*WORK REQUIRED*
Can you copy every one of the items below word for word, keeping each line unchanged?

*RECORDS FOR THIS TASK*
● ● ● ●

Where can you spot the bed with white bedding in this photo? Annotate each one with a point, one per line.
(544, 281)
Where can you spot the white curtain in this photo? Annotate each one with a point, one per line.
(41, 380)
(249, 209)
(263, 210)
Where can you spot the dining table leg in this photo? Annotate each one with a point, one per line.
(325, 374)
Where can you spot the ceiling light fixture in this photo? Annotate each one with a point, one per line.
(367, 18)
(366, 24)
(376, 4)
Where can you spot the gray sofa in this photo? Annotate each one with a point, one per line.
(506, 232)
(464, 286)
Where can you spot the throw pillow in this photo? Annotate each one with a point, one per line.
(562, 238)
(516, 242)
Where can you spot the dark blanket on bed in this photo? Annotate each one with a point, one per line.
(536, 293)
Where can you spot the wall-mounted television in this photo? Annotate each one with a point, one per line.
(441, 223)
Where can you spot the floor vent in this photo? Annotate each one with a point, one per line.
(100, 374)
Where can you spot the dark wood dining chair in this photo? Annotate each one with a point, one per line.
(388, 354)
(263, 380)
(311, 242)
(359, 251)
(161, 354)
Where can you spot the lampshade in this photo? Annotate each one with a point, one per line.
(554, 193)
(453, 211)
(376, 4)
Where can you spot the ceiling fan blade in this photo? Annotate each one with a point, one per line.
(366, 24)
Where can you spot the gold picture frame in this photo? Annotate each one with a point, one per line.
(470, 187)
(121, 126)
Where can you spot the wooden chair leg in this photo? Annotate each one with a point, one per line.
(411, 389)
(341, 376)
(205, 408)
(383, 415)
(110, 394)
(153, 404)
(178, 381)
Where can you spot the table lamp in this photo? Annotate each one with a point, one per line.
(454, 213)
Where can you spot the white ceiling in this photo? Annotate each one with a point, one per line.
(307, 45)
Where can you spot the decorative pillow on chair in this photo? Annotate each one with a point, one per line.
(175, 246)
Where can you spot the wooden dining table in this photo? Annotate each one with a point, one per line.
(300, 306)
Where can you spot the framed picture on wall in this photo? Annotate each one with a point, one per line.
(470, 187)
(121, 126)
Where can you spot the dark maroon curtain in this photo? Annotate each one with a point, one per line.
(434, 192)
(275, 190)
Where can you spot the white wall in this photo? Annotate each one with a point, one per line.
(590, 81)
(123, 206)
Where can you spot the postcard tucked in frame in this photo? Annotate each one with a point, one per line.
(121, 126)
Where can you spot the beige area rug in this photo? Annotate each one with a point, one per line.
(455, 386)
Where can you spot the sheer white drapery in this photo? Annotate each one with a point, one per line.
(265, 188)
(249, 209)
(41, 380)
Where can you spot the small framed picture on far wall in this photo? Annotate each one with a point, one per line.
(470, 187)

● ● ● ●

*TASK OUTPUT*
Where can you spot the bed with white bedding in this photo? Annotate each one with a point, one per line.
(544, 281)
Where can you spot the white curtain in this photo? Annotate each one with a point, one per line.
(41, 380)
(249, 209)
(263, 210)
Where can you spot the dining table leg in this photo? Annotate each one with a point, one per line.
(325, 374)
Where can you spot the ceiling light fixture in this photo? Annotate each one with a point, one per line.
(367, 18)
(366, 24)
(376, 4)
Where can you spot the gray sofa in this photo? Annotate each one with a point, one per line.
(506, 232)
(464, 286)
Where can you spot the throw pillow in this photo? Annotate each one with a point, one per line.
(562, 238)
(516, 242)
Where can you spot the dark blanket on bed in this photo? Annotate each one with a point, one per line.
(536, 293)
Where can you spot the wall-mounted television in this photo? Annotate each one with a point, one per line.
(441, 223)
Where can you spot the floor vent in this photo? Annotate each one with a point, one per line.
(100, 374)
Where can you spot the dark wood dining chair in this photo? Annotate each one with a point, one per line.
(388, 354)
(263, 380)
(311, 242)
(359, 251)
(161, 354)
Where can you spot the lampshade in this photo? Annotate each one with a point, one per line.
(554, 193)
(453, 211)
(376, 4)
Where can you spot the ceiling fan blade in this photo? Annotate each one with a point, one per line.
(366, 24)
Where can you spot the gold picture frame in this photo? Annotate each one with a point, one per line.
(470, 187)
(121, 126)
Where can you spot the wooden chair leg in this photo? Annotate each one with a point, one per line.
(411, 389)
(341, 376)
(205, 408)
(383, 415)
(110, 394)
(153, 404)
(178, 381)
Where can you spot the table lamp in this photo? Annotate each one with a point, one per line.
(454, 213)
Where can you spot the white ceiling in this photo? Annotate each one with a point, one per line.
(307, 45)
Where can you spot the decorative pillow on chair in this photo? Annotate each one with a point, one per line.
(175, 246)
Where can you spot the wooden dining table in this photo? Annotate each one with a point, one per line.
(300, 306)
Where can you spot the framed picture on wall in this photo? Annotate each one with a point, one per line.
(470, 187)
(121, 126)
Where can you spot the dark maroon curtain in this photo? Annotate each one with a point, one per line.
(434, 192)
(275, 190)
Where can you spot the white wall in this photo? Annotate each one with a point, one per line.
(590, 81)
(123, 206)
Where can you spot the postcard tucked in frame in this photo? Annotate each one with a point, one per line.
(121, 126)
Where can you spot the beige area rug in this photo? Annotate each one with a point, one per line.
(455, 386)
Where can you spot the sheer white drapery in this photo? Annotate each one with a point, one per line.
(265, 188)
(249, 209)
(41, 380)
Where can you spot the small framed picture on far wall in this photo? Annotate each one with a point, one per line.
(470, 187)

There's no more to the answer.